● **Work required**
Identify every line in the listing below that contains the word "frame", and copy each such line in full.

● **Dataset rows**
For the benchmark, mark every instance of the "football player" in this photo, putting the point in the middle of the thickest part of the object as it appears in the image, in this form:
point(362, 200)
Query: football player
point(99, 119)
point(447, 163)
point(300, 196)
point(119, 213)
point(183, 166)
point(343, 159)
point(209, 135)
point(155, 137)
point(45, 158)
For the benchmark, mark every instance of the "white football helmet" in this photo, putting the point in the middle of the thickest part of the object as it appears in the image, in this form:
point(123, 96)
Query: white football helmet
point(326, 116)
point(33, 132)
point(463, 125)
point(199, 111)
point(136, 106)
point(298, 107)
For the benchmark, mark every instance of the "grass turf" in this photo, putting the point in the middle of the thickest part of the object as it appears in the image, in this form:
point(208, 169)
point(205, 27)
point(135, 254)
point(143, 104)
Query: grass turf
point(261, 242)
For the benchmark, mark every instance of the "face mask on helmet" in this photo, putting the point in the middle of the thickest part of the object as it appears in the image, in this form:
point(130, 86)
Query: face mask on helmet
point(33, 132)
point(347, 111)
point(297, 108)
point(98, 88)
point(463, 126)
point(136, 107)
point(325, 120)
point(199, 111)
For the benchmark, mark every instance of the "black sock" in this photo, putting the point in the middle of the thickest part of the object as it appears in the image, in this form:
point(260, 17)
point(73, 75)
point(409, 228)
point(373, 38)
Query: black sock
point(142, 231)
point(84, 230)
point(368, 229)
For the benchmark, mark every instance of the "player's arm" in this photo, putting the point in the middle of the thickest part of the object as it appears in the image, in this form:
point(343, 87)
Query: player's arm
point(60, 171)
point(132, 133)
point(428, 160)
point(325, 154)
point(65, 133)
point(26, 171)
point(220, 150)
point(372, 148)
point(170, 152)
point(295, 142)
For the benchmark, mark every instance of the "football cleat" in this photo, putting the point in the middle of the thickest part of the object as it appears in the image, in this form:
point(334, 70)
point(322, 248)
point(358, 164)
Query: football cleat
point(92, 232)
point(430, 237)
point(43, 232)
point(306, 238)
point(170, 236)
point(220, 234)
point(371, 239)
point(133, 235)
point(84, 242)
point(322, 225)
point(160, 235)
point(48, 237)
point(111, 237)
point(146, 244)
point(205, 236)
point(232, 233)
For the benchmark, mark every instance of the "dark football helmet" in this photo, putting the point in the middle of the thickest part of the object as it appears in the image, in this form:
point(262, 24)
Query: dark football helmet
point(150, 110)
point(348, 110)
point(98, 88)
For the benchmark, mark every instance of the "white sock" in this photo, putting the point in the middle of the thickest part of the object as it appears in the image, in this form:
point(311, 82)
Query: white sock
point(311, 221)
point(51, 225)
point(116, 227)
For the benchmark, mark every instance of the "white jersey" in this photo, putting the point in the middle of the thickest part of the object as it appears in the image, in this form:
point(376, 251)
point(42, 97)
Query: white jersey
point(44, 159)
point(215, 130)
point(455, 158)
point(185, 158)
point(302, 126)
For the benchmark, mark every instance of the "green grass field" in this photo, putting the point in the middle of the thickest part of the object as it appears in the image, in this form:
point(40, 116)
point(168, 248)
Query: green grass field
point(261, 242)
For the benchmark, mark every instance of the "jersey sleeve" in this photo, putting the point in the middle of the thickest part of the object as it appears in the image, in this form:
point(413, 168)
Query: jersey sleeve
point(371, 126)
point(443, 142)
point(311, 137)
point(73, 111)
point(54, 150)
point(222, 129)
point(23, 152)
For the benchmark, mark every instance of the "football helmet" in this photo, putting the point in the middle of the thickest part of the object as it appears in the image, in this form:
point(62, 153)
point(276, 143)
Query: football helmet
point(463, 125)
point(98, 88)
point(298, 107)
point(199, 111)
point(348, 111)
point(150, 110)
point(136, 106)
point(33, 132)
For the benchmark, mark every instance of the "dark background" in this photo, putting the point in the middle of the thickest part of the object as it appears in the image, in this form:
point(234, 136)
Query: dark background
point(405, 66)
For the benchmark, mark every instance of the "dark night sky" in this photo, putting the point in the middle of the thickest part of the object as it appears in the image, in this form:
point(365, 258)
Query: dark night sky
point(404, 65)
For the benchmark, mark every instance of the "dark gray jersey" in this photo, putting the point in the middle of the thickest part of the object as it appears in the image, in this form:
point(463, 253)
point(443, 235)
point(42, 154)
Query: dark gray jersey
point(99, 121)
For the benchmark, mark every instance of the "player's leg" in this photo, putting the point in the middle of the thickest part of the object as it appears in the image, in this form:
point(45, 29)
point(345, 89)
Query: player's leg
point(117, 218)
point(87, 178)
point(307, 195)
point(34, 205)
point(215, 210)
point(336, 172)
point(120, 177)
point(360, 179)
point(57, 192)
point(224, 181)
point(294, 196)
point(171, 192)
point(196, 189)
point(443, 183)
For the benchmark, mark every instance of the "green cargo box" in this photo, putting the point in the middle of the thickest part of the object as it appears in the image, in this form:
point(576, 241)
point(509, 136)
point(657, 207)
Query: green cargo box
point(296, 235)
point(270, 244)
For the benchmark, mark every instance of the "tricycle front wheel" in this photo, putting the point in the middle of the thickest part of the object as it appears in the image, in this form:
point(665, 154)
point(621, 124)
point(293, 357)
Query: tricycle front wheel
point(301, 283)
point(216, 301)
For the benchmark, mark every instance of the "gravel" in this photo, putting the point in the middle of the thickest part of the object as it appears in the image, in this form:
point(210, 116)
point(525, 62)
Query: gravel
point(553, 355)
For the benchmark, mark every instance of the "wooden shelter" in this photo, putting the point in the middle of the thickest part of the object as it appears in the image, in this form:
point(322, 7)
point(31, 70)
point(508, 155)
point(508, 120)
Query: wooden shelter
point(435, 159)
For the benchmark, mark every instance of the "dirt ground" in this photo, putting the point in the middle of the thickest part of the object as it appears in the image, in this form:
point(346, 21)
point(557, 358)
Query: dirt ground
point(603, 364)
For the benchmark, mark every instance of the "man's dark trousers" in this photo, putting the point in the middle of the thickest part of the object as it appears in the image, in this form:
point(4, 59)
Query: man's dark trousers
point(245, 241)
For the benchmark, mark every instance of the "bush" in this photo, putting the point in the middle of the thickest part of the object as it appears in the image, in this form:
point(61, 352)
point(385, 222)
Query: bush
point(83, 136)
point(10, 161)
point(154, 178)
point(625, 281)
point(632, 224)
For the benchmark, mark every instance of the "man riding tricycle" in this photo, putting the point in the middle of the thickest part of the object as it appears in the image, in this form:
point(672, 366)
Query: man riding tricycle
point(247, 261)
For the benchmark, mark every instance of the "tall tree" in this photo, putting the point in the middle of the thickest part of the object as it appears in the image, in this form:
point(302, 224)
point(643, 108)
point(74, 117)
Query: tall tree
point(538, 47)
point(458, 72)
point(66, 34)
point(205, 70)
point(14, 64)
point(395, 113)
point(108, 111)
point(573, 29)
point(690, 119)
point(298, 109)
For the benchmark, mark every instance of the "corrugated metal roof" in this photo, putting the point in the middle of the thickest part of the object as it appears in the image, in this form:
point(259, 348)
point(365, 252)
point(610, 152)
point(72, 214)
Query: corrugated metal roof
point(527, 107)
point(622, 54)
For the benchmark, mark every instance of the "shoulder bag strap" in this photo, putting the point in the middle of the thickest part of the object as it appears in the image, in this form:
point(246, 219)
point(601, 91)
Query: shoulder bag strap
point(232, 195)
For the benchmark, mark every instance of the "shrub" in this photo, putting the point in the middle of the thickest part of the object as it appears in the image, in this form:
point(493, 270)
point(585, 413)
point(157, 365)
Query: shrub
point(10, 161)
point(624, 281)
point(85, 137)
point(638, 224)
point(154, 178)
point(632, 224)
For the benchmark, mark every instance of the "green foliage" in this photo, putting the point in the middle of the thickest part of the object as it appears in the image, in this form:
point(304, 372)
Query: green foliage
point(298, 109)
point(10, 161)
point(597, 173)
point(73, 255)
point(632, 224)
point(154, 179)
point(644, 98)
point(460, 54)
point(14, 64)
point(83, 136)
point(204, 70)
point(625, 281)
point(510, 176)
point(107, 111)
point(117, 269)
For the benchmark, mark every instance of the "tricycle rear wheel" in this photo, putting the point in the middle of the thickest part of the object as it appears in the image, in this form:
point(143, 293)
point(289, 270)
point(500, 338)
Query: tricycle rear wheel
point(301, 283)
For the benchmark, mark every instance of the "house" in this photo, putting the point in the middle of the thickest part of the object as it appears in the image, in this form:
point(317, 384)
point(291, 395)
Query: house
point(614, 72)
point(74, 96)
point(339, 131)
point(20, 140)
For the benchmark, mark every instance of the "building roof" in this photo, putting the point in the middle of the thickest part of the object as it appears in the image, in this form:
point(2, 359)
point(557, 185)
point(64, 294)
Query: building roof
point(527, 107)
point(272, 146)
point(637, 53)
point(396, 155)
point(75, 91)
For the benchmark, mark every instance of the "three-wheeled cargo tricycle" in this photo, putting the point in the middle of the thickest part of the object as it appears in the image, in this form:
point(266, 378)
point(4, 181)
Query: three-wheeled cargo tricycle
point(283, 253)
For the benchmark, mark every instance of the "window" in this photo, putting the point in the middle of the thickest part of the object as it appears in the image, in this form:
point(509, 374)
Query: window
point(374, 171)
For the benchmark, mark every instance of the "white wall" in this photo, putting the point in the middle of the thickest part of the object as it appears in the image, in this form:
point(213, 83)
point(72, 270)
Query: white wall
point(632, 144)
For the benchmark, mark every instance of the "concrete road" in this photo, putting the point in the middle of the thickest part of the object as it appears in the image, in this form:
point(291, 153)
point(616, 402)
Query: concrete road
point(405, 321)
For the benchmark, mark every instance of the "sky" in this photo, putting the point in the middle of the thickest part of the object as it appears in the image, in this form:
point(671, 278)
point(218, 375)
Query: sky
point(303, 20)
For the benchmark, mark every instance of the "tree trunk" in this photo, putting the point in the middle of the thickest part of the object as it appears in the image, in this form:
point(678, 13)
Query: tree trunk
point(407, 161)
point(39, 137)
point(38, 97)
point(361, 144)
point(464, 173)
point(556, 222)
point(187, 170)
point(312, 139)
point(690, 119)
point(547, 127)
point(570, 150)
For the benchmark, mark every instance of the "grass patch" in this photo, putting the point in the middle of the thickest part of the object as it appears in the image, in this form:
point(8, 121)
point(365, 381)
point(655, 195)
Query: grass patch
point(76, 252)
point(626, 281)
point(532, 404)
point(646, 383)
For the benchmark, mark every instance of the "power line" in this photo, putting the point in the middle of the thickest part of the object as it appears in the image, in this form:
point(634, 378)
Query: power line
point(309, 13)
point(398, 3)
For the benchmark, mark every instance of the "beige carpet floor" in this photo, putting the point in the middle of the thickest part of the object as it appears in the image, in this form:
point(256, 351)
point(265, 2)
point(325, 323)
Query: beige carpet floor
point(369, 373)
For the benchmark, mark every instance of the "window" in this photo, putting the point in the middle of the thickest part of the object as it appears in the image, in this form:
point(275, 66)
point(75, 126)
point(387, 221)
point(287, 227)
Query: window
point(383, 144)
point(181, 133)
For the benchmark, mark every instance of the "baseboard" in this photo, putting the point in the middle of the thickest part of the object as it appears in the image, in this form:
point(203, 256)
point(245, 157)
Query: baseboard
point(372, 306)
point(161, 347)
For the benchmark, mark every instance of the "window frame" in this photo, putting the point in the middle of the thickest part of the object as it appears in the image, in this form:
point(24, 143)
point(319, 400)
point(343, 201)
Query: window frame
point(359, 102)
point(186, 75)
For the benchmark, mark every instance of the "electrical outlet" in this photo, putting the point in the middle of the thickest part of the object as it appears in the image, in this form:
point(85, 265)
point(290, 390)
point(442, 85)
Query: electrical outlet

● **Solution**
For the benchmark, mark every instance of the "window frame" in this photo, putting the point in the middle of the thickest part of the object as it appears in the image, in this form:
Query: window frame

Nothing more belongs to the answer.